待完成任务 –
**1.** 正文中自对抗负抽样的抽样温度 adv_temp 初始值设为多少?
**2.** 请把正文中以“loss = (positive_sample_loss”开头、以“optimizer.zero_grad()”结尾的这一段照原样重新写出。

自对抗(Self-adversarial)的负采样损失函数

class Adv_Loss(nn.Module):
    """
    自对抗训练的负采样损失

    Attributes:
        args: 一些预先设定的参数,如自对抗温度等
        model: KG训练模型
    """
    def __init__(self):
        super(Adv_Loss, self).__init__()
        self.negative_adversarial_sampling=True #使用自对抗负抽样
        self.use_weight=False   #使用子抽样权重
        self.adv_temp=1.0       #自对抗负抽样中的抽样温度
    def forward(self, pos_score, neg_score, subsampling_weight=None):
        """自我对抗训练的负采样损失
        
        Args:
            pos_score: 正样本的得分
            neg_score: 负样本的得分
            subsampling_weight: 修正pos_score和neg_score的权重

        Returns:
            loss: 反向传播的训练损失
        """

        # 是否采样自对抗
        if self.negative_adversarial_sampling:
            neg_score = (F.softmax(neg_score * self.adv_temp, dim=1).detach()
                        * F.logsigmoid(-neg_score)).sum(dim=1)  #shape:[bs]
        else:
            neg_score = F.logsigmoid(-neg_score).mean(dim = 1)

        pos_score = F.logsigmoid(pos_score).view(neg_score.shape[0]) #shape:[bs]

        if self.use_weight:
            positive_sample_loss = - (subsampling_weight * pos_score).sum()/subsampling_weight.sum()
            negative_sample_loss = - (subsampling_weight * neg_score).sum()/subsampling_weight.sum()
        else:
            positive_sample_loss = - pos_score.mean()
            negative_sample_loss = - neg_score.mean()

        loss = (positive_sample_loss + negative_sample_loss) / 2

        return loss

3.3 开始训练

# 开始训练
model = TransE()
optimizer = torch.optim.Adam(model.parameters(), lr=0.001)  # 优化器
num_epochs = 101
advloss=Adv_Loss()
for epoch in range(num_epochs):
    optimizer.zero_grad()

所给材料 –
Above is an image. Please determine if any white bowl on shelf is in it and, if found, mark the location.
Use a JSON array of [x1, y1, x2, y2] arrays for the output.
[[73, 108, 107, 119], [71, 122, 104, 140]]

各题答案 –
**1.** 1.0

**2.**
loss = (positive_sample_loss + negative_sample_loss) / 2

        return loss

3.3 开始训练

# 开始训练
model = TransE()
optimizer = torch.optim.Adam(model.parameters(), lr=0.001)  # 优化器
num_epochs = 101
advloss=Adv_Loss()
for epoch in range(num_epochs):
    optimizer.zero_grad()